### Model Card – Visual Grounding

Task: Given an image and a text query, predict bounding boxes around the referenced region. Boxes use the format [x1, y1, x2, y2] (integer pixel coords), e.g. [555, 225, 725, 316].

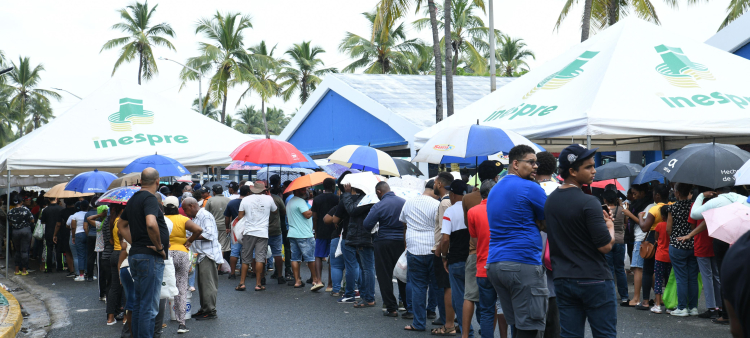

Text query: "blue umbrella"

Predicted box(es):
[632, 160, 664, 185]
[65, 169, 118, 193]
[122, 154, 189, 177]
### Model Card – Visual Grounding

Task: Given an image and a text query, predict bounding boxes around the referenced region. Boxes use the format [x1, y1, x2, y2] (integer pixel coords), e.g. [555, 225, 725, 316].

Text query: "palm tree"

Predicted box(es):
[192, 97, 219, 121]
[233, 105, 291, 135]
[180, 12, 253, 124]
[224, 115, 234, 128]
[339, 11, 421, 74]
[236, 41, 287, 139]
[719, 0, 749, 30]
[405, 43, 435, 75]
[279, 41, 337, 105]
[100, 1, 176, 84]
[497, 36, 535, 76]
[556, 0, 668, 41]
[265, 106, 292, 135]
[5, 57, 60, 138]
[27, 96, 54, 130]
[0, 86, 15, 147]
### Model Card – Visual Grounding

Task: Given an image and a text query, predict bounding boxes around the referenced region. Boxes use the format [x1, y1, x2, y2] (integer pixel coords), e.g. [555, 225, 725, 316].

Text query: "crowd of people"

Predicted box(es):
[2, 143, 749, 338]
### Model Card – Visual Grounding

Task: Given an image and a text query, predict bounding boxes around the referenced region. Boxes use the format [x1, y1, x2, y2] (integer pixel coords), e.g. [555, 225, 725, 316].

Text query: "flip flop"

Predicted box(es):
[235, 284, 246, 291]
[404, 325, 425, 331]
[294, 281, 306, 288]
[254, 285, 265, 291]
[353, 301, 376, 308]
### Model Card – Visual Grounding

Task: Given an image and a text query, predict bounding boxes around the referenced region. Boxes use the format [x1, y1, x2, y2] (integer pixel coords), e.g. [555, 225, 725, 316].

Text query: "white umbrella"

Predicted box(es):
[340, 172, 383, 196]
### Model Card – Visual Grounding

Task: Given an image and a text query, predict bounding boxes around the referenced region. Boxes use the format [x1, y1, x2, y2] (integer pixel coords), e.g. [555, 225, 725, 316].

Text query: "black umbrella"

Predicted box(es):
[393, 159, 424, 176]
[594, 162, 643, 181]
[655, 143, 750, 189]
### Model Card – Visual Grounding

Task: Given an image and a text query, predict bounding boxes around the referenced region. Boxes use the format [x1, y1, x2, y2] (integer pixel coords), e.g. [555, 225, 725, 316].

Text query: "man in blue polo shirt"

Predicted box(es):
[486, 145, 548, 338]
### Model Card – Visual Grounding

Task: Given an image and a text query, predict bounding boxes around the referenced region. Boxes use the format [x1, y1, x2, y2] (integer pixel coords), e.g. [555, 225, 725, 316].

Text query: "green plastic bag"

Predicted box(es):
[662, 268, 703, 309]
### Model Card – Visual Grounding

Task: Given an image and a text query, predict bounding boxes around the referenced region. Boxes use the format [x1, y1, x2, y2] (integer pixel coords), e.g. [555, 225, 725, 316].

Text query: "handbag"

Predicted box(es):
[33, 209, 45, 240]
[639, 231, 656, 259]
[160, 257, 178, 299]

----------------

▶ ACTIVITY: Output the whole of the data, unchanged; keep the pictures out.

▶ TASK ANSWER:
### Model Card – Visual Grounding

Task: Given an image and a text query, predict bounding boxes around the referenced region. Boxes use the format [x1, y1, x2, y2] (integer pixel coords), e.g. [555, 225, 725, 316].


Text query: "blue umbrella"

Predicted box(es):
[632, 160, 664, 185]
[65, 169, 118, 193]
[122, 154, 189, 177]
### Model Card – Visual Grounding

Task: Given an image and a text query, predict bounding boxes around the referenced region. Boxes use the format [x1, y1, x2, y2] (integer pixel coords), e.g. [555, 225, 725, 316].

Text query: "palm tree"

Predicted box(es):
[192, 97, 219, 121]
[233, 105, 291, 135]
[180, 12, 253, 124]
[224, 115, 234, 128]
[339, 11, 421, 74]
[236, 41, 287, 139]
[719, 0, 749, 30]
[405, 43, 435, 75]
[279, 41, 337, 105]
[100, 1, 176, 84]
[497, 36, 535, 76]
[556, 0, 668, 41]
[265, 106, 292, 135]
[5, 57, 60, 138]
[27, 96, 54, 130]
[0, 86, 15, 147]
### Model Card – Visual Grounding

Task: Given an image and a text query, predict bounding boxes around the referenced region. Boxes use the format [x1, y1, x2, y2] (integer pixel coords), e.g. [555, 225, 725, 316].

Text query: "crowd of people"

Predicted box(es):
[2, 143, 749, 338]
### Model Card – Visual Grounding

Task: Given an image and a text query, predict bounding boxes around the referenced region. Boxes use the format [x1, y1, x2, y2] (integer pixel coords), e.g. [555, 225, 725, 316].

Text query: "flip flop"

Predicted box(es):
[235, 284, 246, 291]
[404, 325, 425, 331]
[294, 281, 306, 288]
[254, 285, 265, 291]
[353, 301, 376, 308]
### Model Card – Visual Grounding

Task: Given an image and a text query, predict bounding boxes around the referenced region. Boxes use the format [x1, y1, x2, y2] (integer pixel coords), e.g. [555, 225, 725, 316].

Text query: "white umbrella"

Predicted box(es):
[340, 172, 383, 196]
### Model Card – Visual Grounding

Task: Given an image and a text query, predict bounding boxes around the referenced region. Boxes use the format [x1, y1, x2, y2] (integer pixel coords), e.g. [555, 225, 725, 316].

Text query: "black umbrella"

Predicted box(es):
[393, 159, 424, 176]
[594, 162, 643, 181]
[655, 143, 750, 189]
### Model Card – Visual Grounding

Task: Given an image and a text query, predict bounding boxes around the referenced region. Boxes use the format [x1, y1, x2, y2] (integer pixel coords), e.g. [555, 225, 725, 316].

Text query: "man in blue polo shirt"

Predicted box(es):
[486, 145, 548, 338]
### Model Card – Visual Grounding

Task: Given an image and a text query, predict bounding boxes around the referenced region. Boxes use the format [x1, y1, x2, y2] (integer pixel coords), e.g. [555, 225, 725, 316].

Text query: "green plastic bag"

Predicted box(es):
[662, 268, 703, 309]
### Model Card – Visual Grounding

Task: Given an image and a text query, predict bounding boxes around the referenced region. Boxes use the format [x1, y1, x2, y2] (integer pixel coords), e.g. [555, 225, 725, 316].

Text query: "handbag"

Predicted box(es):
[33, 209, 45, 240]
[639, 231, 656, 259]
[160, 257, 178, 299]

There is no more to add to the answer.